Arrange the data as a numbered list, from the line with "Target: sky" through the end of the data, both ends included. Omit blank lines and leave the pictures out.
-- START Data records --
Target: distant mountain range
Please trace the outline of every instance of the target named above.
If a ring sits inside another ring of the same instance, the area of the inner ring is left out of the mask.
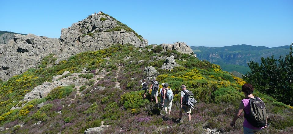
[[[8,43],[9,40],[13,38],[13,35],[16,34],[24,35],[26,35],[26,34],[19,34],[12,32],[0,31],[0,44]]]
[[[253,61],[260,63],[261,57],[266,58],[273,55],[275,58],[278,59],[280,56],[285,55],[289,52],[290,46],[270,48],[243,44],[219,47],[190,48],[201,60],[218,64],[225,71],[229,72],[235,71],[245,74],[250,70],[248,63]]]

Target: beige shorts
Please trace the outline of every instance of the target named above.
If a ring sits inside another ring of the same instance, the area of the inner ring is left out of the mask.
[[[182,105],[182,107],[180,108],[180,111],[184,111],[187,114],[190,114],[191,112],[191,108],[185,105]]]
[[[171,108],[172,107],[172,100],[171,102],[169,101],[169,100],[167,99],[165,99],[165,101],[164,102],[164,108],[167,108],[169,110],[171,110]]]

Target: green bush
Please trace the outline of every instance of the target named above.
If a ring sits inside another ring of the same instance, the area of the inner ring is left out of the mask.
[[[148,100],[143,100],[142,95],[144,91],[131,91],[121,96],[120,102],[126,109],[138,108],[149,103]]]
[[[105,21],[105,20],[107,20],[107,19],[106,18],[101,18],[100,19],[100,20],[101,21]]]
[[[220,88],[212,93],[212,97],[216,103],[228,102],[235,105],[239,105],[241,99],[244,97],[243,94],[231,87]]]
[[[89,79],[94,77],[94,75],[92,73],[81,74],[78,75],[78,77]]]
[[[62,99],[69,95],[73,90],[73,88],[75,86],[74,85],[71,85],[55,88],[48,94],[45,98],[49,100],[57,98]]]
[[[81,91],[85,89],[86,88],[86,86],[85,85],[83,85],[79,87],[79,91]]]

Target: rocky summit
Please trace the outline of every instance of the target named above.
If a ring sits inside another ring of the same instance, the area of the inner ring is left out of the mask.
[[[15,34],[8,44],[0,44],[0,76],[6,80],[34,68],[50,54],[55,64],[82,52],[131,44],[143,48],[147,41],[126,25],[107,14],[93,14],[61,30],[60,39]],[[4,43],[4,42],[3,42]]]

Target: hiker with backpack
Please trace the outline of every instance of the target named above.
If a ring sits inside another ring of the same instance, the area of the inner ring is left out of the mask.
[[[152,90],[151,97],[151,102],[152,102],[154,99],[154,97],[155,97],[156,99],[156,103],[158,104],[158,98],[157,96],[159,96],[159,93],[158,91],[159,90],[159,83],[158,82],[156,79],[154,79],[153,81],[152,84],[150,85],[150,90],[149,90],[149,92],[150,93],[150,90]]]
[[[169,115],[171,112],[171,108],[172,107],[172,101],[174,98],[173,92],[171,89],[168,87],[169,84],[165,83],[164,84],[164,87],[162,90],[163,93],[163,105],[164,105],[164,109],[166,114]],[[162,96],[162,94],[161,94]],[[168,111],[167,111],[167,109]]]
[[[268,126],[266,108],[260,98],[252,95],[254,88],[252,85],[244,84],[242,89],[246,98],[241,100],[238,110],[230,125],[231,126],[235,126],[235,122],[244,111],[243,133],[254,134]]]
[[[183,111],[188,115],[188,121],[190,121],[191,120],[191,116],[190,115],[190,113],[191,112],[191,107],[187,104],[186,101],[188,100],[186,100],[186,99],[183,99],[183,98],[186,98],[187,97],[186,94],[187,94],[186,93],[189,91],[186,89],[186,86],[182,84],[181,87],[182,91],[181,91],[180,95],[181,98],[180,99],[180,111],[179,111],[179,119],[178,121],[179,122],[182,121],[182,112]]]
[[[143,79],[143,83],[141,83],[142,90],[144,90],[144,94],[143,95],[143,99],[146,98],[146,91],[147,90],[147,83],[146,82],[146,80]]]

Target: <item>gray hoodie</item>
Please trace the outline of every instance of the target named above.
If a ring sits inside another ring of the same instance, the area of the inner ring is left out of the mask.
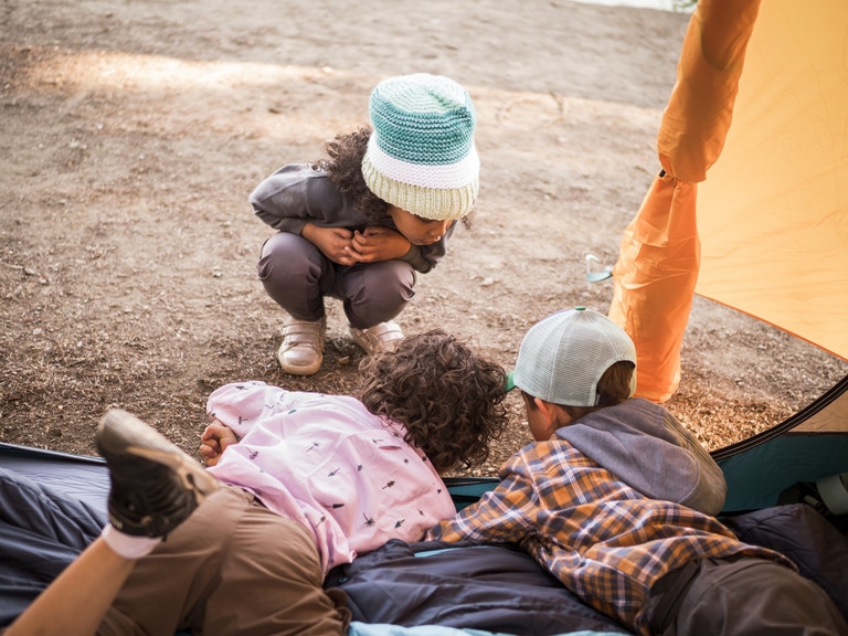
[[[728,485],[709,453],[666,409],[634,398],[556,431],[596,464],[651,499],[718,515]]]

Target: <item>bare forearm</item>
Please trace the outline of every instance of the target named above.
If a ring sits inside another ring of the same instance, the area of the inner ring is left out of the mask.
[[[136,562],[97,539],[21,614],[6,636],[89,636]]]

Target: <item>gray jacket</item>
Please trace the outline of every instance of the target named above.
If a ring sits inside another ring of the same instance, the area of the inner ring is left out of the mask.
[[[330,182],[327,172],[312,170],[309,163],[289,163],[259,183],[251,193],[254,213],[265,223],[282,232],[300,234],[311,222],[319,227],[364,230],[368,219],[353,210]],[[398,230],[391,216],[380,223]],[[447,241],[456,223],[432,245],[412,245],[401,258],[422,274],[430,272],[442,259]]]
[[[634,398],[556,431],[577,451],[651,499],[704,515],[724,506],[724,474],[666,409]]]

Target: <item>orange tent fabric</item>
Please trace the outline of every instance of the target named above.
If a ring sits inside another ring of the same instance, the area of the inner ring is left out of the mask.
[[[848,2],[763,2],[699,187],[696,293],[848,360]]]
[[[636,394],[668,400],[700,267],[697,183],[730,128],[759,0],[700,0],[657,139],[662,171],[622,240],[610,317],[636,343]]]

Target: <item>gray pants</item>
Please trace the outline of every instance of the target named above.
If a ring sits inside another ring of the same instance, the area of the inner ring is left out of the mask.
[[[657,636],[848,635],[822,587],[764,559],[687,563],[654,586],[648,612]]]
[[[352,327],[367,329],[398,316],[415,296],[415,271],[409,263],[339,265],[288,232],[265,242],[256,271],[268,296],[298,320],[324,317],[324,298],[330,296],[342,301]]]

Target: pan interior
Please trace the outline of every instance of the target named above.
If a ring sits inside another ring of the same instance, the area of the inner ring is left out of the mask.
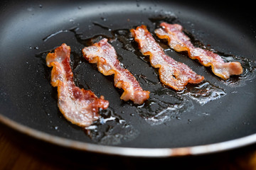
[[[256,132],[252,21],[230,20],[230,15],[223,16],[224,11],[216,13],[169,1],[46,1],[9,4],[4,9],[0,26],[0,113],[18,123],[80,142],[143,148],[213,144]],[[196,42],[214,49],[227,60],[242,62],[246,74],[223,81],[158,40],[166,54],[206,78],[179,93],[163,86],[158,70],[140,54],[129,35],[129,29],[142,24],[153,33],[161,21],[181,24]],[[144,105],[121,101],[122,91],[114,87],[113,76],[103,76],[82,57],[85,46],[102,38],[109,39],[142,88],[151,91]],[[102,118],[86,129],[65,120],[58,108],[56,89],[50,84],[51,69],[45,58],[63,42],[71,47],[76,84],[104,96],[110,103]]]

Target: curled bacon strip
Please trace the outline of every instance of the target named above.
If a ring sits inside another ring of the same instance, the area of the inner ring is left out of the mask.
[[[190,38],[183,33],[181,25],[161,23],[160,26],[162,28],[155,30],[159,38],[167,39],[169,45],[177,52],[187,51],[190,58],[197,59],[203,66],[211,66],[212,71],[216,76],[225,80],[231,75],[239,75],[242,73],[242,67],[240,62],[225,62],[217,54],[195,47]]]
[[[131,30],[132,35],[144,55],[149,55],[151,64],[159,68],[160,81],[175,90],[183,90],[188,83],[198,84],[203,76],[195,73],[185,64],[178,62],[165,55],[145,26]]]
[[[121,99],[142,104],[149,98],[149,91],[144,91],[130,72],[121,66],[117,53],[107,42],[107,39],[104,38],[92,46],[85,47],[82,54],[90,63],[97,63],[98,70],[104,75],[114,74],[114,86],[124,90]]]
[[[58,105],[65,118],[79,126],[89,126],[99,118],[99,108],[107,108],[109,102],[103,96],[98,98],[90,90],[75,86],[70,57],[70,47],[65,44],[47,55],[47,66],[53,67],[51,84],[58,86]]]

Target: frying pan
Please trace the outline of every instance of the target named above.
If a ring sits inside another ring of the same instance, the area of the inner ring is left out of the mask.
[[[255,110],[256,21],[246,4],[217,1],[2,1],[0,32],[0,120],[41,140],[86,152],[132,157],[173,157],[228,150],[256,142]],[[245,13],[241,8],[246,7]],[[226,60],[244,62],[246,74],[228,81],[157,40],[166,52],[206,80],[174,91],[159,83],[158,71],[142,55],[129,30],[142,24],[151,33],[161,21],[181,24],[199,46]],[[124,67],[151,91],[144,105],[119,99],[113,76],[101,74],[81,50],[109,38]],[[110,101],[99,121],[87,129],[67,121],[57,106],[48,52],[71,47],[75,81]],[[208,89],[213,96],[203,97]],[[193,94],[203,91],[199,98]],[[203,92],[205,91],[205,92]],[[198,99],[199,98],[199,99]],[[163,111],[165,110],[165,111]]]

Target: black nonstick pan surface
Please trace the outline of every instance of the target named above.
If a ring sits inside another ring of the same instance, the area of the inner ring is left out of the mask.
[[[0,120],[39,140],[110,154],[171,157],[215,152],[256,142],[256,21],[253,11],[217,2],[173,1],[12,1],[0,11]],[[176,23],[196,45],[239,61],[241,76],[223,81],[210,69],[156,38],[166,54],[205,80],[181,92],[163,86],[158,70],[139,51],[129,29],[154,33],[161,22]],[[81,50],[103,38],[119,60],[151,91],[142,106],[119,99],[113,76],[100,74]],[[48,52],[71,47],[77,86],[110,101],[99,121],[86,129],[59,111],[50,85]]]

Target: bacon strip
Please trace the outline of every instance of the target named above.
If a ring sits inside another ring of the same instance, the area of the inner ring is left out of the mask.
[[[203,76],[195,73],[187,65],[165,55],[145,26],[138,26],[136,30],[132,29],[131,32],[142,54],[149,55],[151,64],[159,68],[160,81],[164,84],[180,91],[188,83],[198,84],[203,80]]]
[[[90,63],[97,63],[98,70],[104,75],[114,74],[114,86],[124,90],[121,99],[142,104],[149,98],[149,91],[144,91],[130,72],[121,66],[117,53],[107,42],[107,39],[104,38],[92,46],[85,47],[82,54]]]
[[[167,39],[169,45],[177,52],[187,51],[190,58],[197,59],[203,66],[211,66],[212,71],[216,76],[225,80],[231,75],[239,75],[242,73],[242,67],[240,62],[225,62],[217,54],[195,47],[190,38],[183,33],[181,25],[161,23],[160,26],[162,28],[155,30],[159,38]]]
[[[89,126],[99,118],[99,108],[107,108],[109,102],[90,90],[75,86],[70,57],[70,47],[65,44],[47,55],[47,66],[53,67],[51,84],[58,87],[58,105],[65,118],[79,126]]]

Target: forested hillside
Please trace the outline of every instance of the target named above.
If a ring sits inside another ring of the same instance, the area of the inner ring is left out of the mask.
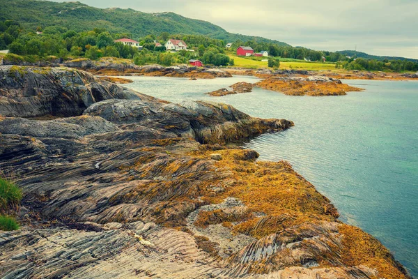
[[[111,33],[129,34],[135,40],[150,33],[206,35],[234,42],[253,40],[278,45],[288,45],[261,37],[233,34],[203,20],[192,20],[173,13],[146,13],[132,9],[91,7],[79,2],[56,3],[33,0],[0,0],[0,20],[13,20],[25,29],[56,26],[69,30],[85,31],[93,28]]]
[[[413,62],[418,62],[418,59],[413,59],[410,58],[398,57],[398,56],[380,56],[378,55],[368,54],[365,52],[357,52],[355,50],[341,50],[336,52],[345,56],[351,56],[356,58],[364,58],[365,59],[375,59],[378,61],[383,60],[408,60]]]

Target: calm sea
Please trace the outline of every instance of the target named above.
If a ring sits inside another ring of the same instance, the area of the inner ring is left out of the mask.
[[[345,96],[288,96],[261,89],[205,92],[253,77],[199,80],[130,77],[127,87],[172,102],[226,103],[253,116],[295,122],[245,146],[261,160],[287,160],[338,208],[341,219],[380,240],[418,276],[418,82],[347,80]]]

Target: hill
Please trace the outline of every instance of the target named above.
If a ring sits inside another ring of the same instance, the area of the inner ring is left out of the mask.
[[[357,52],[355,50],[341,50],[336,52],[339,54],[343,54],[345,56],[355,56],[357,58],[364,58],[365,59],[375,59],[378,61],[383,61],[383,60],[408,60],[412,62],[418,62],[418,59],[414,59],[412,58],[405,58],[405,57],[398,57],[398,56],[381,56],[378,55],[371,55],[368,54],[365,52]]]
[[[205,35],[226,41],[254,40],[289,45],[257,36],[234,34],[203,20],[185,17],[174,13],[147,13],[118,8],[98,8],[80,2],[57,3],[34,0],[1,0],[0,20],[13,20],[24,28],[36,30],[39,26],[65,27],[76,31],[104,28],[113,33],[130,34],[137,39],[150,33]]]

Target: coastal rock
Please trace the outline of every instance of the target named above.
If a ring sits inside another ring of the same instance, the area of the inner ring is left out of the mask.
[[[100,80],[106,80],[109,82],[114,82],[120,84],[126,84],[127,83],[134,82],[133,80],[123,77],[98,77]]]
[[[212,97],[222,97],[226,95],[236,94],[238,92],[235,92],[235,91],[229,91],[226,88],[222,88],[220,89],[215,90],[212,92],[206,93],[206,94]]]
[[[0,118],[0,169],[26,209],[0,232],[0,277],[410,278],[290,164],[228,144],[291,121],[138,96]]]
[[[0,115],[73,116],[81,115],[94,103],[110,98],[141,97],[77,70],[0,66]]]
[[[231,88],[237,93],[247,93],[252,91],[254,85],[249,82],[241,82],[232,84]]]

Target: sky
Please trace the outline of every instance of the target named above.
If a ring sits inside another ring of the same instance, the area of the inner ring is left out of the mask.
[[[64,1],[63,0],[55,0]],[[79,0],[98,8],[174,12],[231,33],[317,50],[418,59],[418,0]]]

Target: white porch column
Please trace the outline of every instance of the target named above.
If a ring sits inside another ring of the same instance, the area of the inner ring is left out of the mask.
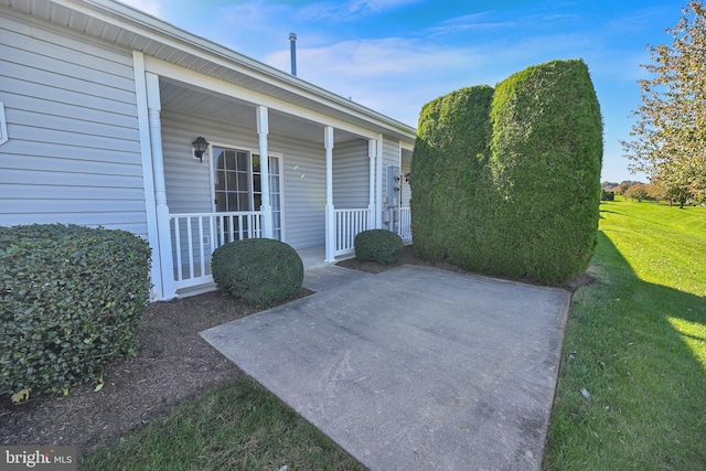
-- END Data records --
Correct answer →
1. Target: sky
2. Please trace the outline of every instance of the target named above.
3. If a ring sits inside another ring of the same instance, the area of the inner ring is left out of the mask.
4. [[[64,1],[63,0],[55,0]],[[79,0],[98,8],[174,12],[231,33],[317,50],[418,59],[418,0]]]
5. Target: white porch column
6. Please trace the outline of every instance of the target named above.
7. If a ring sits inside another ring of the same instance, the area of the inner ring is left out of the mask.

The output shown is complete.